-- start of Record list --
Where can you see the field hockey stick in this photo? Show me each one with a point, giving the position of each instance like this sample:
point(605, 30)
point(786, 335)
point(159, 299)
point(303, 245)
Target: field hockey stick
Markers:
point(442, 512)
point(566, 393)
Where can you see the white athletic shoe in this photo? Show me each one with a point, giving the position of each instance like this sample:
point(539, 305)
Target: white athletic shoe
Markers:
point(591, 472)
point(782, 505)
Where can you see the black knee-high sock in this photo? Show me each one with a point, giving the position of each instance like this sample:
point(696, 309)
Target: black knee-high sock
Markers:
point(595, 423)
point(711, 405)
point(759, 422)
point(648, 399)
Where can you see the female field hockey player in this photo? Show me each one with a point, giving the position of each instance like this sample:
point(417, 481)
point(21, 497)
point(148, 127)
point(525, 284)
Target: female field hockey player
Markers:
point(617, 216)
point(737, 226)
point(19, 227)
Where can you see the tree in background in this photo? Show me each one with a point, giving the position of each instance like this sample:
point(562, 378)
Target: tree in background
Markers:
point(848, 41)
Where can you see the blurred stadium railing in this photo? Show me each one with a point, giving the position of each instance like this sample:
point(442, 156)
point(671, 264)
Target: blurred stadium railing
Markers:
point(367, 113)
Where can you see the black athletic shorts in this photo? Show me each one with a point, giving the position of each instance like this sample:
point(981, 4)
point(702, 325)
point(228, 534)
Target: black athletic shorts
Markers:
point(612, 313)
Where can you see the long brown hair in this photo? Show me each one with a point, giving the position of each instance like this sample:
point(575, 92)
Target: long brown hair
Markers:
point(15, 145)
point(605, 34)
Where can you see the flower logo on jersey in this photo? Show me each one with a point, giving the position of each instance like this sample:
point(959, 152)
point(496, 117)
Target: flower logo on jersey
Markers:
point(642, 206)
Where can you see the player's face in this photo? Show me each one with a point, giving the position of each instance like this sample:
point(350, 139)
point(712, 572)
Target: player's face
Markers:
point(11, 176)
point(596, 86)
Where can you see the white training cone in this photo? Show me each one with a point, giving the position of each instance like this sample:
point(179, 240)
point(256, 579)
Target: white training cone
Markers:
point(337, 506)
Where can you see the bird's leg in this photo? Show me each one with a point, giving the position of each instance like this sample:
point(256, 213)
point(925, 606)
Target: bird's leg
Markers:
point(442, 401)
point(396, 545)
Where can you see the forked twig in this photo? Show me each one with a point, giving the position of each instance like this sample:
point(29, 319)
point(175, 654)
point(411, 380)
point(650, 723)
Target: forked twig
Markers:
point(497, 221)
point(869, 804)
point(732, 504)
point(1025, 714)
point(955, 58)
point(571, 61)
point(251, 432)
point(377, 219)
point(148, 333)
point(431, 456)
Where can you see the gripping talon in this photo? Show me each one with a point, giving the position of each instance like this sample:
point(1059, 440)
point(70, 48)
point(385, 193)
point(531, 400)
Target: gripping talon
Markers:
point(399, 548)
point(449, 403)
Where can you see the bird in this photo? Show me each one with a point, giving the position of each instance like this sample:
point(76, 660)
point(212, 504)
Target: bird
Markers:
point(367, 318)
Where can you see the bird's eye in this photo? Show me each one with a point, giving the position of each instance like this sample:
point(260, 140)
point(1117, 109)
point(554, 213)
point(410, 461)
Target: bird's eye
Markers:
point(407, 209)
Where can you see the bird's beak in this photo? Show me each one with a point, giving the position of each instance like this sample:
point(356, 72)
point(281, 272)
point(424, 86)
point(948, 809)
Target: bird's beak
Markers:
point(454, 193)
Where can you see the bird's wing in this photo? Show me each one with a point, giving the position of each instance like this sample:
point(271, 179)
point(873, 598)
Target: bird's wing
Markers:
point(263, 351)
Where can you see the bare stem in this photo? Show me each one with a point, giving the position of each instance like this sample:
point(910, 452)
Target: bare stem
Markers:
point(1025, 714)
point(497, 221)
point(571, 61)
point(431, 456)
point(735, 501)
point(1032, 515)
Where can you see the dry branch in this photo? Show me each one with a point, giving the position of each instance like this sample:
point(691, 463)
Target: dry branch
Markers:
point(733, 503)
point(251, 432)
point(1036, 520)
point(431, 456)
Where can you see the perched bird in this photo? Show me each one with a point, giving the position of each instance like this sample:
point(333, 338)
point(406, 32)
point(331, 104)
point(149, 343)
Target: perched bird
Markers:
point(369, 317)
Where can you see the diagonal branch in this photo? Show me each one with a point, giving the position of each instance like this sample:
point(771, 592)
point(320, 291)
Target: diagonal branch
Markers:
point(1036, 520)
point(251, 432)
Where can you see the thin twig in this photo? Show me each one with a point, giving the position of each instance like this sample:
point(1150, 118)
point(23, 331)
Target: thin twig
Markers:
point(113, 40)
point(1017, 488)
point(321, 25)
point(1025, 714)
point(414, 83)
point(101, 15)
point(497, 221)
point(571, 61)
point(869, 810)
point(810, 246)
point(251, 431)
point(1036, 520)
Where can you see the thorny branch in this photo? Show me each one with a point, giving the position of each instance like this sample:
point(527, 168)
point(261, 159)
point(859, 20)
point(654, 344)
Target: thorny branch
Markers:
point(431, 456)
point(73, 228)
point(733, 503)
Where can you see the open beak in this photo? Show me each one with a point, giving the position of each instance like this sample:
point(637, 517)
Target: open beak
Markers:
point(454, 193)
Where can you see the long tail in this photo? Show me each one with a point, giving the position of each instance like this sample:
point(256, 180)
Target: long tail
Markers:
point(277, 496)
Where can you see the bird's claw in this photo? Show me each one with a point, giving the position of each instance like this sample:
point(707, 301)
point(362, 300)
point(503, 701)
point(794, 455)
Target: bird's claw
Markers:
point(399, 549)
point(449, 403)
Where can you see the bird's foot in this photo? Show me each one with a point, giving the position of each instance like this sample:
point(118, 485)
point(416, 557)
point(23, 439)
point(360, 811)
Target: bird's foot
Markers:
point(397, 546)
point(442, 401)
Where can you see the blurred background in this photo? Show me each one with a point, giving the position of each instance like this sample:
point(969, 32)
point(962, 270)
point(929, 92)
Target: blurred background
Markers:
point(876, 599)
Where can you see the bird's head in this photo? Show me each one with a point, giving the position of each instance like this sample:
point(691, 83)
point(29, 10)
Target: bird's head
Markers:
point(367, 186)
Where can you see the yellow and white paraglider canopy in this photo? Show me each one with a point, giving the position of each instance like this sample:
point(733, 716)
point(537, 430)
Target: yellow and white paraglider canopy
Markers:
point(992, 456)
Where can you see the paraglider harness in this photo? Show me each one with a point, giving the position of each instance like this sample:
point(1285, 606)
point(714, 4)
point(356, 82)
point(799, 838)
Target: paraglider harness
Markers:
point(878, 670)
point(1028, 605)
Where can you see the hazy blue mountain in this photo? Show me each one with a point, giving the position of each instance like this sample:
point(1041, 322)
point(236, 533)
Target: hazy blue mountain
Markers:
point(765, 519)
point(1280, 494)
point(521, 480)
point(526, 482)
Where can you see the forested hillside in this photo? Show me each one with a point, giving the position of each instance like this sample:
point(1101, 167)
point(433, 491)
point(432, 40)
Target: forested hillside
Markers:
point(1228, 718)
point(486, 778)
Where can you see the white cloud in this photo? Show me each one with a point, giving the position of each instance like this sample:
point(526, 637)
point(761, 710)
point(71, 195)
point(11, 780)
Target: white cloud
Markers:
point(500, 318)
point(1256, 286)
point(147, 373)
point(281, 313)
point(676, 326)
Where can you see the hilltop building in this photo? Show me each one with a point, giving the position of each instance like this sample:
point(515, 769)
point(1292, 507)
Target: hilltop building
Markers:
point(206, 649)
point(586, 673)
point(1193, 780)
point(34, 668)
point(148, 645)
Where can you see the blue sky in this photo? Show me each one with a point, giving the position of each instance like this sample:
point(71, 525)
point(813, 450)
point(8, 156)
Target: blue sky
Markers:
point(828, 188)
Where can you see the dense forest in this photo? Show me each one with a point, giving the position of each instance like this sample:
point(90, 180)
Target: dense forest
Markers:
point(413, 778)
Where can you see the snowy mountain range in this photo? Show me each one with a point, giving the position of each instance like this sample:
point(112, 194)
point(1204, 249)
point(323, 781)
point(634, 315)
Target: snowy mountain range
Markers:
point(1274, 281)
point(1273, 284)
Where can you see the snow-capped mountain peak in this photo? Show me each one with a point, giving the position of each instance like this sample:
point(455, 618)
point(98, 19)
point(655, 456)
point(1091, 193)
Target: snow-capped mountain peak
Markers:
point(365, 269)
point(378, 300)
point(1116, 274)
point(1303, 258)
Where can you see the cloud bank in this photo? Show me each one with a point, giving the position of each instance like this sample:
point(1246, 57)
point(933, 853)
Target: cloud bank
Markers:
-- end of Record list --
* _Stated exercise_: Render the stretch of the data from the line containing "Where can you see the cloud" through its final line as a numbered list, omitting blank lines.

* _Response below_:
1. Where can you see the cloud bank in this photo? Show me each one with a point, giving the position of each instance like this sample:
2. point(1246, 57)
3. point(933, 853)
4. Target: cloud bank
5. Markers:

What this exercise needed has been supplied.